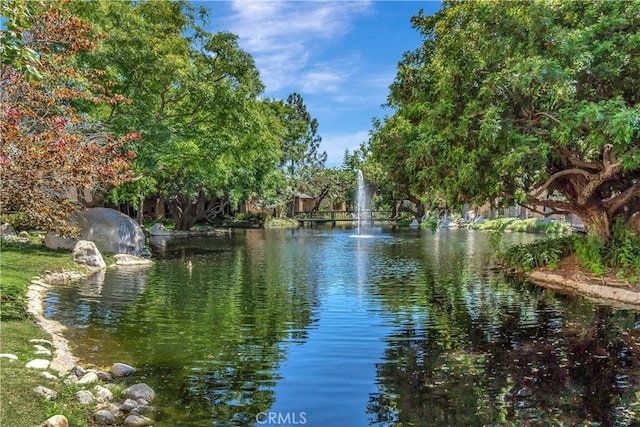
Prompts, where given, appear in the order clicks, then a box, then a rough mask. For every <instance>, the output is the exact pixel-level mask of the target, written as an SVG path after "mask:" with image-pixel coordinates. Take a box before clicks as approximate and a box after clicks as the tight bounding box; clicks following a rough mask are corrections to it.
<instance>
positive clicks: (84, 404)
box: [76, 390, 96, 405]
mask: <svg viewBox="0 0 640 427" xmlns="http://www.w3.org/2000/svg"><path fill="white" fill-rule="evenodd" d="M76 399H77V400H78V402H80V403H81V404H82V405H88V404H90V403H93V401H94V400H96V398H95V396H94V395H93V393H91V392H90V391H89V390H80V391H78V392H77V393H76Z"/></svg>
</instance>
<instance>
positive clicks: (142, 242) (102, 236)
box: [74, 208, 145, 256]
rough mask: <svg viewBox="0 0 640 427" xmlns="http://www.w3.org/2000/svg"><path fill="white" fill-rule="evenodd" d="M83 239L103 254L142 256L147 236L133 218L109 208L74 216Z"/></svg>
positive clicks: (120, 212) (92, 211)
mask: <svg viewBox="0 0 640 427" xmlns="http://www.w3.org/2000/svg"><path fill="white" fill-rule="evenodd" d="M74 220H75V221H76V223H77V224H78V226H79V227H80V236H81V238H82V239H85V240H91V241H92V242H94V243H95V244H96V246H97V247H98V249H99V250H100V251H101V252H103V253H111V254H130V255H136V256H139V255H142V254H143V253H144V243H145V236H144V233H143V232H142V228H141V227H140V225H138V223H137V222H135V221H134V220H133V219H132V218H131V217H129V216H127V215H125V214H123V213H122V212H119V211H116V210H114V209H108V208H91V209H87V210H86V211H83V212H79V213H77V214H76V215H74Z"/></svg>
⁂
*Task statement:* Write every line from the start of the records up to and including the line containing "box: [76, 390, 96, 405]" as a JSON list of strings, one string per line. Skip blank lines and leave out the pictures.

*Written answer:*
[
  "Prompts, where given, appear in the order clicks, then a box, then a rough mask. For every <instance>, the output is the exact pixel-level mask of the target, written as an SVG path after \"mask:\" with image-pixel coordinates. Take a box before clicks as approximate and a box after clicks as the tight bounding box; clicks following a rough mask are corrections to it.",
  "<instance>",
  "positive clicks: (84, 404)",
  "box: [76, 390, 96, 405]"
]